## [Document excerpt]

Showing posts with label Six Weird Things. Show all posts
Showing posts with label Six Weird Things. Show all posts

Thursday, July 5

Windows and Gutters

Getting the gutters and windows cleaned today.

Our house is pretty easy, only one story, the roof pitch isn't bad. But the front picture window is right under a deep eave. A little challenging to access with a ladder. So as the fellow was standing in the shrubbery below with the ladder stymied, I said, "Well, do you have a longer handle for your squeegee? You don't need the ladder at all. That's how I'd do it." He replied, "Great idea, one would think you did this for a living."

Actually, I did. I worked for a window washing company one summer many years ago.

Dunno if that really is weird, but it's perhaps an unusual occupation. I did promise six weird things for that meme last winter and I only got to two. This makes three. Will I reveal more?

Tuesday, January 16

Darling, you're stronger than me

Time for more weirdness, the second weird thing about me. I recently posted about how I am a better parallel parker than my husband, but while that is something that feeds my competitive streak, I don't find it all that weird. However there is something else I can do better that I do find weird. I cannot explain it.

What do all these items have in common?

They all have lids that can be a challenge to open. These sorts of lids can stump my husband, but I can open them all. Why? He is definitely stronger than me. He can do push-ups, move full sheets of plywood, lift a kayak onto the car roof in one motion, all things I cannot do easily. Yet when we have waffles, who has to open the syrup? Me.

It's not just him either. A typical situation. He tries to open a lid somewhere with other people present. He fails, so he looks around for me. Another guy intercepts and says he'll do it. (thinking, of course, what a wimp) Franz lets him. He fails. Franz then passes it off to me. I succeed. (who's the wimp?)

Fortunately for our relationship, Franz is a good sport about it --- he really likes maple syrup.


(and yes, I've been listening to Patsy on my iPod. How did you guess?)

## [Exercise prompt]
Pick up the "Six Weird Things" blog posts after their final line and keep writing them in the same voice.

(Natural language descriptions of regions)
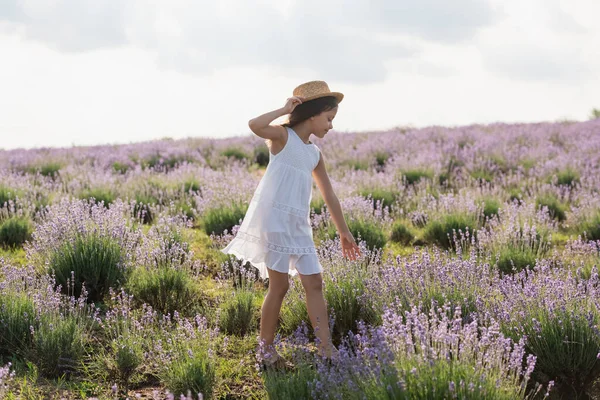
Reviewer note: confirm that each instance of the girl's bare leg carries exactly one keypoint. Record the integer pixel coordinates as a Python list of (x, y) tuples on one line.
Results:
[(317, 311), (278, 287)]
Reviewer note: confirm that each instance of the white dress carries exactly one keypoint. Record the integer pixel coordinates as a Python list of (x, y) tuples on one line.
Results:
[(276, 232)]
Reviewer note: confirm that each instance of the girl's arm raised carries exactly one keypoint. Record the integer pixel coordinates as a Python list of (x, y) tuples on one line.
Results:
[(260, 125), (349, 247)]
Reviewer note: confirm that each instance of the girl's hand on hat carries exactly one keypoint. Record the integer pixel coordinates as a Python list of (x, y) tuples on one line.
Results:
[(350, 249), (291, 104)]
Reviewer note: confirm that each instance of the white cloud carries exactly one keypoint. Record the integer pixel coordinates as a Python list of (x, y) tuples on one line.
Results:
[(183, 68)]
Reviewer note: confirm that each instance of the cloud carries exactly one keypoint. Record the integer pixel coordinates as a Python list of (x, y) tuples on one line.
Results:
[(68, 25), (434, 20), (332, 40), (540, 43)]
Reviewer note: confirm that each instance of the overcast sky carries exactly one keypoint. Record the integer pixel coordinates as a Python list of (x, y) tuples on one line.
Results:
[(79, 72)]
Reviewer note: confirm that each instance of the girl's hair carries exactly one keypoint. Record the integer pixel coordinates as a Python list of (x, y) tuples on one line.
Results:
[(304, 111)]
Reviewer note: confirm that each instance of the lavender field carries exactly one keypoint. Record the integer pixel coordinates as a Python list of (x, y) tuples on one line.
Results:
[(478, 277)]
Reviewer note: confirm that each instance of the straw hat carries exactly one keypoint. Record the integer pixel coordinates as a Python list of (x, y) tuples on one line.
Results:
[(315, 89)]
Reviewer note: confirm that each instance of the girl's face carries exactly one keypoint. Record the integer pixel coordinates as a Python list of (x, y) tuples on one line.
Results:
[(323, 122)]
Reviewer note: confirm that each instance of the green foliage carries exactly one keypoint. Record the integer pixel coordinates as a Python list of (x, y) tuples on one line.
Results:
[(235, 153), (355, 164), (120, 167), (565, 342), (217, 219), (99, 194), (437, 231), (401, 234), (568, 176), (591, 227), (317, 205), (128, 357), (194, 372), (238, 313), (49, 169), (345, 297), (142, 209), (386, 197), (348, 304), (261, 155), (7, 194), (482, 174), (191, 185), (165, 288), (17, 314), (290, 384), (514, 259), (381, 158), (94, 260), (15, 231), (368, 231), (555, 207), (415, 175), (58, 346), (490, 207)]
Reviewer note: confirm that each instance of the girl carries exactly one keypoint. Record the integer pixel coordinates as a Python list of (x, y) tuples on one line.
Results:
[(275, 235)]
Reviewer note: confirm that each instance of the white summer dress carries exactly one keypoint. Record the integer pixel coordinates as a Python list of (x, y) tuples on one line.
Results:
[(276, 232)]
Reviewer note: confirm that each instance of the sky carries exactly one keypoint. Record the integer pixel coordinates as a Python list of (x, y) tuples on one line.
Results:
[(85, 72)]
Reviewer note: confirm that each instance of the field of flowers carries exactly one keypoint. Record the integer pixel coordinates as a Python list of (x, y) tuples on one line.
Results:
[(478, 277)]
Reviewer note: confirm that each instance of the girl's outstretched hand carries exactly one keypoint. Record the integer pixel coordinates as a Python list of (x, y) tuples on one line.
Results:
[(291, 103), (349, 247)]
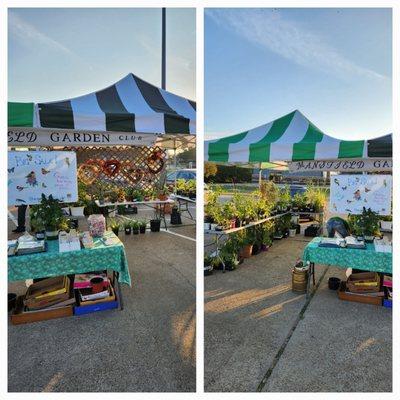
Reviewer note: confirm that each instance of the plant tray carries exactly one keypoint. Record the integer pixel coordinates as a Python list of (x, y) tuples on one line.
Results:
[(358, 298)]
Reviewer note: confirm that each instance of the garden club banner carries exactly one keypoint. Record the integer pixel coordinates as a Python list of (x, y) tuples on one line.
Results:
[(129, 112), (350, 193), (63, 137), (31, 173), (350, 165)]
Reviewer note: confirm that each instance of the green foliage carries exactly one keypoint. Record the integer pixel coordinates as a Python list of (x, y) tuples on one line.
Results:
[(210, 170), (48, 214), (229, 174), (366, 224)]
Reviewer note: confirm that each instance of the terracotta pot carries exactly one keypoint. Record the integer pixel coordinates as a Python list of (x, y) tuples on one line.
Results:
[(247, 250)]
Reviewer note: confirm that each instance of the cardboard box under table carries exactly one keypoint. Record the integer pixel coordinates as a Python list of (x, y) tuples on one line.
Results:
[(367, 259), (53, 263)]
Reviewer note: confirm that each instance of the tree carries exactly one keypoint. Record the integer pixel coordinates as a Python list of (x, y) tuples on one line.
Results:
[(210, 169)]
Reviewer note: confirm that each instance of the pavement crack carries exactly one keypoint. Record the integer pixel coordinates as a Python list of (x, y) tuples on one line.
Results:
[(281, 350)]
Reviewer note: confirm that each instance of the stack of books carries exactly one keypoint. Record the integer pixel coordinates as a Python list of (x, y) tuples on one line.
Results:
[(48, 294), (30, 247)]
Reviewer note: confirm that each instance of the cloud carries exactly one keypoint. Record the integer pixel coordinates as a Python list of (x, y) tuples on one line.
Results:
[(268, 29), (26, 33)]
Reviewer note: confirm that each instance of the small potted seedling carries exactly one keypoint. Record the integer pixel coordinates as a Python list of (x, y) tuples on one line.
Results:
[(135, 227), (292, 230), (114, 225), (142, 226), (127, 227)]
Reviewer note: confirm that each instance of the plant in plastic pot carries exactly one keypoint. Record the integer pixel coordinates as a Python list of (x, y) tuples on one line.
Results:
[(127, 228), (50, 213), (135, 227), (155, 225), (142, 226), (114, 225)]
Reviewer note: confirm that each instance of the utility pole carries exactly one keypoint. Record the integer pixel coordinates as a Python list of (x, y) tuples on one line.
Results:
[(163, 53)]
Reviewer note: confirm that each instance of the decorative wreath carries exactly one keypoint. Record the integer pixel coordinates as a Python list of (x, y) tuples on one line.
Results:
[(132, 174), (88, 173), (111, 167), (155, 162)]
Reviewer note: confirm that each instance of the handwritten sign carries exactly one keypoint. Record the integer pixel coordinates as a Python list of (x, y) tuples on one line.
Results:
[(350, 193), (349, 165), (31, 173), (48, 137)]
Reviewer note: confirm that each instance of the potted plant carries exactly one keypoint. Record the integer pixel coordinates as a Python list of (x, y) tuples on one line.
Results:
[(292, 229), (208, 265), (38, 226), (127, 227), (386, 223), (142, 226), (370, 222), (248, 241), (129, 194), (50, 213), (77, 208), (162, 194), (155, 224), (114, 225), (135, 227)]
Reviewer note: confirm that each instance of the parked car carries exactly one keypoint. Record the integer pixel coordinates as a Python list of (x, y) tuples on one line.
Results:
[(185, 174)]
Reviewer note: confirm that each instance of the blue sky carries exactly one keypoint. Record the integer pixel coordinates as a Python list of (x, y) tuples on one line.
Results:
[(334, 65), (61, 53)]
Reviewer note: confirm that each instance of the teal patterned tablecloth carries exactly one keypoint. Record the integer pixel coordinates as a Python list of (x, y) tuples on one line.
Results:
[(54, 263), (367, 260)]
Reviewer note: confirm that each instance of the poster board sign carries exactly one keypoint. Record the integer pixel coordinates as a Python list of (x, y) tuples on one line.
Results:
[(350, 193), (31, 173), (349, 165), (30, 137)]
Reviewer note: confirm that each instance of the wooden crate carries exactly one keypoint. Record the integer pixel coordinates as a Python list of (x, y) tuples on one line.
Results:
[(358, 298)]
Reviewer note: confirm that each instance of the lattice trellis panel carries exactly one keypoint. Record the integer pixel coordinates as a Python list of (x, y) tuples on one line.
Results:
[(139, 167)]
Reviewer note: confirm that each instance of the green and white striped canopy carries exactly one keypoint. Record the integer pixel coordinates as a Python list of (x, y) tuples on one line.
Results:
[(289, 138)]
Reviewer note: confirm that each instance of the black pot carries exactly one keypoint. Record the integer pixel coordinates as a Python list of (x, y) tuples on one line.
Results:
[(155, 225), (176, 217), (73, 223), (333, 283), (12, 301), (40, 235)]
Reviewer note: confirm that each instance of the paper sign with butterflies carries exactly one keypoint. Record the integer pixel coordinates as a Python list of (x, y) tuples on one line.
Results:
[(31, 173), (350, 193)]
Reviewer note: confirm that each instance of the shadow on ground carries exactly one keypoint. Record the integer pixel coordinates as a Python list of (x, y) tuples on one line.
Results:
[(249, 313), (149, 346)]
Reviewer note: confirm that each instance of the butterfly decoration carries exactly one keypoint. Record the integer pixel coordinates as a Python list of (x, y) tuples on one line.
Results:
[(31, 179), (357, 195)]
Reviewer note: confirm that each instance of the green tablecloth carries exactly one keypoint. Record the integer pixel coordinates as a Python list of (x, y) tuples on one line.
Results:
[(54, 263), (367, 260)]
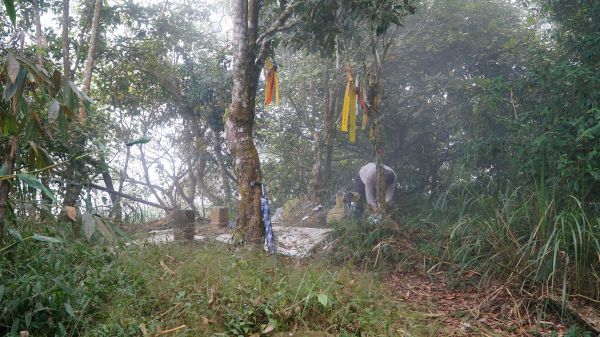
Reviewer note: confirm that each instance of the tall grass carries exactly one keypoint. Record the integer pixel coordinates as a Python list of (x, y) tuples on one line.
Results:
[(82, 288), (525, 234)]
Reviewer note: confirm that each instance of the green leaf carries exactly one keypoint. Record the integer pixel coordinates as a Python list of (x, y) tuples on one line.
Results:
[(11, 88), (69, 309), (15, 234), (142, 140), (34, 182), (44, 238), (80, 94), (56, 79), (89, 225), (13, 67), (69, 99), (10, 10), (105, 231), (53, 111), (323, 299)]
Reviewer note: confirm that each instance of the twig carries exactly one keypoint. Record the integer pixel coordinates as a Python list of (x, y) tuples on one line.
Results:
[(170, 330)]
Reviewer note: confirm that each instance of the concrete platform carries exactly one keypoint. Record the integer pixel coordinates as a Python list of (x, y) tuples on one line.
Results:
[(290, 241)]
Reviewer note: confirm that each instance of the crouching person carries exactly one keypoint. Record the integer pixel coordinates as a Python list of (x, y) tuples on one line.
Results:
[(343, 207), (365, 184)]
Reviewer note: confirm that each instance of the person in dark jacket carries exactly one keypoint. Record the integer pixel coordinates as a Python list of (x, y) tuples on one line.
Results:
[(365, 183)]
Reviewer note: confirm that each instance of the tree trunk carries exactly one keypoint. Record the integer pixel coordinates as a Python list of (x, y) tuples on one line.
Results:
[(108, 182), (147, 176), (240, 122), (74, 187), (117, 211), (65, 40), (329, 135), (89, 62), (374, 97), (10, 153)]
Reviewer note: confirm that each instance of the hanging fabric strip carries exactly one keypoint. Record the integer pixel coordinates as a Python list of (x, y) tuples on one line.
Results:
[(271, 82), (352, 117), (346, 107), (276, 80)]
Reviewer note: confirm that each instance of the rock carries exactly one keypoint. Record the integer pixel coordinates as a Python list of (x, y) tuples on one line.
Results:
[(219, 216), (302, 213), (341, 210)]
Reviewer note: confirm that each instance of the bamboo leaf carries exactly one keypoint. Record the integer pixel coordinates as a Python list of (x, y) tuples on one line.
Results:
[(57, 79), (89, 225), (53, 111), (34, 182), (10, 89), (69, 309), (10, 10), (13, 67), (323, 299), (44, 238), (142, 140)]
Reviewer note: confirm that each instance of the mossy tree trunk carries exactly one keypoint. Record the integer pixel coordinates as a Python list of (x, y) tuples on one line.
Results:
[(9, 155), (240, 122)]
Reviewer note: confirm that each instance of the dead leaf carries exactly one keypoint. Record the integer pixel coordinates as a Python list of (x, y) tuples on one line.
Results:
[(166, 268), (269, 328), (13, 67), (71, 212)]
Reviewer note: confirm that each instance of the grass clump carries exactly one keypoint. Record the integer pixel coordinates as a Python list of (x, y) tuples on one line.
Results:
[(217, 291), (78, 288)]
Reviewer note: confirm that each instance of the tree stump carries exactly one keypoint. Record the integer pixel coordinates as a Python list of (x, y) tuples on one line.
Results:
[(184, 225), (219, 216)]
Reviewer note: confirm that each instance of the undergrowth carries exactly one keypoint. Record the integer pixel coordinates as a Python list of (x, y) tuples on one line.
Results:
[(78, 288), (527, 236)]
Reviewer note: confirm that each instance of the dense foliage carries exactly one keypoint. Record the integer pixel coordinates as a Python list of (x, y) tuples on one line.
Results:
[(490, 114)]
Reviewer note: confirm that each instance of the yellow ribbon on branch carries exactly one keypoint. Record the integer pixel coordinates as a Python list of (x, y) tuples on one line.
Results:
[(271, 82)]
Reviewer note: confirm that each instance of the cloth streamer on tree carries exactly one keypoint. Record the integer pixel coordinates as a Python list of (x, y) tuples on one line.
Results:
[(349, 108), (271, 82)]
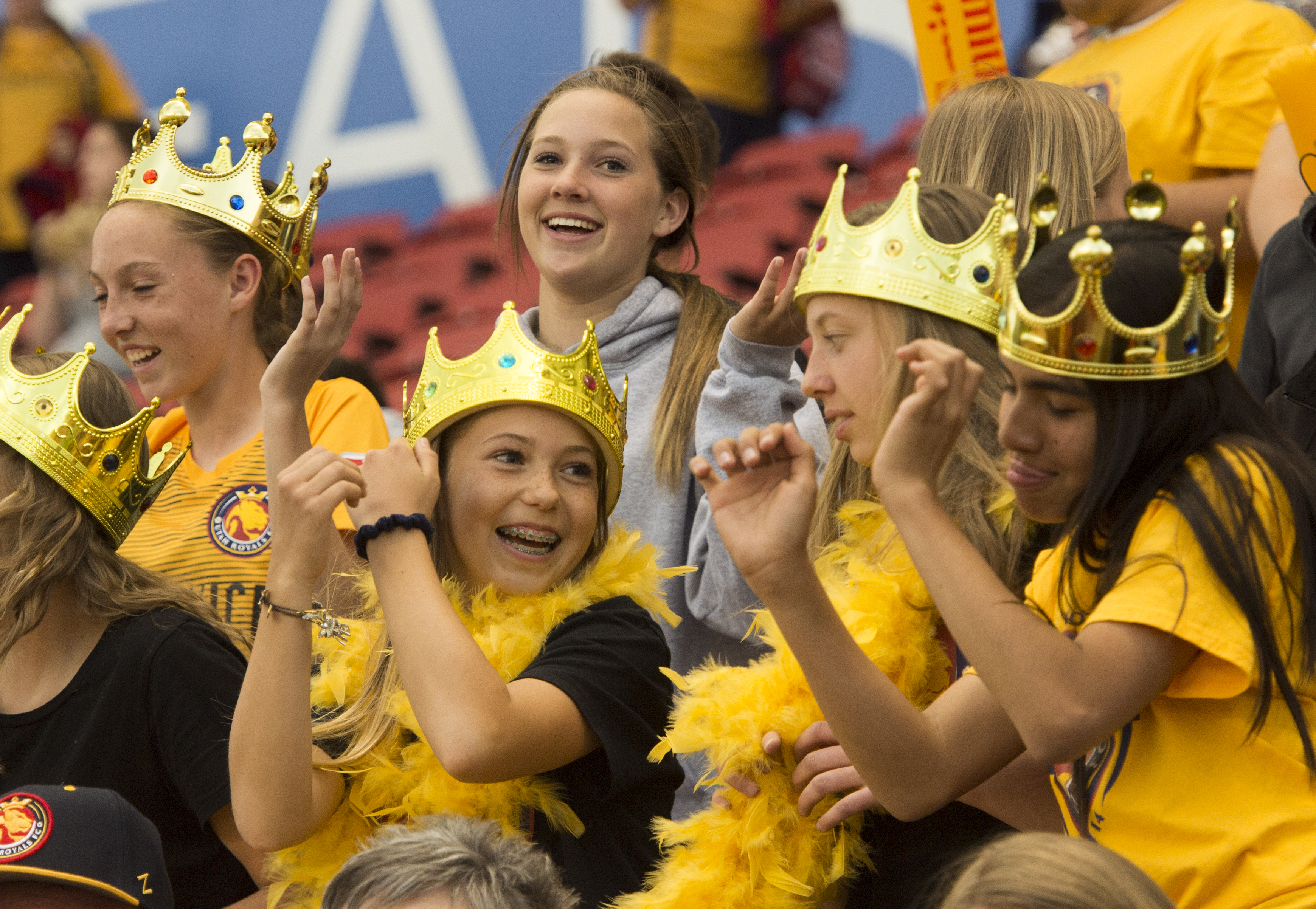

## [Answer below]
Saturday, January 6

Weird thing number One

Yup, it's a virus going around. Devote a blog post to six weird things about oneself that haven't already been exposed to the blogworld. Some folks try to infect others by telling them to do the same. I have not gotten "tagged" as this deliberate infection process is called. I'm not sure if I would be participating in that case. Maybe I am too ornery or maybe I just think it looks cool to appear ornery. To be a little different, I'll draw things out a bit --- only one weird thing today:

I have a knack for remembering dates, especially birthdays. I could tell you the birthday of maybe 90% of all the people of whom I have ever heard their birthday. The 10% I forget? I have no idea why. And given a specific month, I could recall quite a few folks who were born in that month, but I might have forgotten details about them. Such as that Feb 12th is the birthday of this guy that I worked with one summer and briefly dated. During that summer. So we did not celebrate his birthday. His name? Who knows. OK, I did remember but it took some work to dig out of my memory. But just by thinking of February his birthday popped into my head without effort. Why was this so easy to retrieve from memory? Because it's also Abe Lincoln's birthday? Possibly. But he was no Abe Lincoln.

Sometimes I remember the month but not the specific day. Such as my ex-best friend from the high school years* who stole my boyfriend. Yup, even though we had already broken up she definitely stole him. The fact that she didn't get to keep him is one of the schadenfreude highlights of my life. I know she was born in the early part of August. I want to say it was August 8th, but that may be just because it's the day Nixon resigned.

I wouldn't have thought that this skill was that weird, but time and again I startle folks with it. If I know your birthday? Do not expect me to remember to send you a card or anything. Sorry. I am terrible about that.



*Kathleen, she didn't go to school with us. You wouldn't know her.